* What is required: What is needed is an exact copy of every line from the one with "x=323, y=427" to the end of the entries below, without the pictures.

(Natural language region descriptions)

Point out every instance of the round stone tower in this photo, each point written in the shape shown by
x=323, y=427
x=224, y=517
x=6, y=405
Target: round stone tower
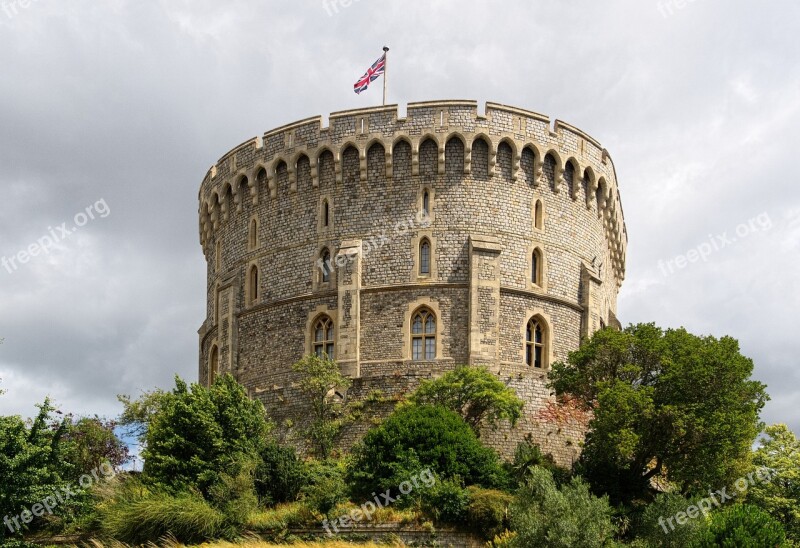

* Reply to the exercise:
x=323, y=427
x=224, y=517
x=6, y=405
Target: round stone tower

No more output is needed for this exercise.